# DOCUMENT TEXT
------

James Tynion IV’s story, “Maps’ Day Out,” begins at a diner in Gotham City. Maps tries to convince Colton to help her carry out a plan that would let her not only meet Batman but also partner with him in fighting crime. After being given $100, Colton goes with Maps to the Gotham City Police Department. He enters with a backpack, playing dumb and stating that he found a backpack filled with smoke bombs. Colton “accidentally” trips and falls, dropping smoke bombs which create a diversion for Maps to run up the fire stairway.

 

On the rooftop, Maps discovers the Bat-signal. She joyfully turns it on and sits to await Batman’s arrival. After awhile, Maps accidentally falls asleep. She wakes up to find herself lying on her bed with the Batman drawings spread out. One of them had new writing on it, “Love the drawings!” with a Bat-signal signed below.

 

Not buying that Batman would do such a thing, we see Damian annoyed by the apparent fictitious nature of the stories in Maps’ yearbook. Talking to himself leads Pomeline to enter the room to see whose there. Robin quickly closes the yearbook and takes off through the window telling Pomeline that he needs it in order to protect the city. Olive walks in the room only to see Pomeline gazing at Robin swinging through the trees. Olive oddly isn’t too shocked that Robin would take the yearbook.

 

The remainder of the book, we are in Ken Niimura’s world, “Boring Sundays.” Maps narrates the story as she attempts to find something to do on a Sunday. She visits each of her friends, attempting to find something to do only to strike out each time. Just as she’s at her breaking point, Maps thinks of a way to turn her boring Sunday into an adventure.

------

# MATERIAL SHOWN
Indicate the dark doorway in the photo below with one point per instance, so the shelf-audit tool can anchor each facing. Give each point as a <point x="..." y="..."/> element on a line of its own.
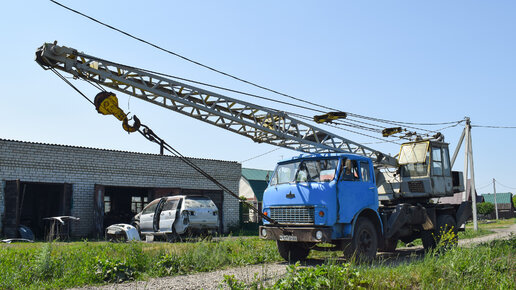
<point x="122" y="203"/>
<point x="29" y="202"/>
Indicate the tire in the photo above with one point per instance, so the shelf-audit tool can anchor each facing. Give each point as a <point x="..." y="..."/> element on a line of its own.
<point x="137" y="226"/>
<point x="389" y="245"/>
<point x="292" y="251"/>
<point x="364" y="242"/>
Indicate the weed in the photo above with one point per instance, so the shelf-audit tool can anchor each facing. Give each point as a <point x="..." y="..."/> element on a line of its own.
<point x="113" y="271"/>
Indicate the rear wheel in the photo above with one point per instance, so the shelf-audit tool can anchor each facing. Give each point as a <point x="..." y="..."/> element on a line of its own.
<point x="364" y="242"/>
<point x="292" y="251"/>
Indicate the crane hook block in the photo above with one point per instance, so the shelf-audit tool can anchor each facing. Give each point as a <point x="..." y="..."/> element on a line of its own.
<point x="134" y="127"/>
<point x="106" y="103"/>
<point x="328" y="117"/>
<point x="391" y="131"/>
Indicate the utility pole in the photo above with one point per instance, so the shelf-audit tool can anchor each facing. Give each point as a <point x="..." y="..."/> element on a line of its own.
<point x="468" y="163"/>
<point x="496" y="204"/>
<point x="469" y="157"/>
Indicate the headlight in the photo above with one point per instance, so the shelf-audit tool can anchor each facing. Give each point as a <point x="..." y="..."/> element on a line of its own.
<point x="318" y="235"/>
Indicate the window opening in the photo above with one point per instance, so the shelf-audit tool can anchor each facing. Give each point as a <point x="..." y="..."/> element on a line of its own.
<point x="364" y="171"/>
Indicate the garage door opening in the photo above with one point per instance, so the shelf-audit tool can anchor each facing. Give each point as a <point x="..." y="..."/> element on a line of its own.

------

# GOALS
1. In the comic book summary, how much money is Colton given before he goes with Maps to the Gotham City Police Department?
2. Summarize the comic book summary in two sentences.
The data has no role in this work.

# ANSWERS TO THE PROBLEMS
1. $100.

2. In "Maps' Day Out," Colton, given $100, drops smoke bombs at the Gotham City Police Department so Maps can reach the rooftop, where she turns on the Bat-signal, falls asleep, and wakes in her bed to find "Love the drawings!" written on one of her Batman drawings. Damian, doubting the stories, takes Maps' yearbook and leaves through the window, and in "Boring Sundays" Maps visits her friends looking for something to do until she thinks of a way to turn her boring Sunday into an adventure.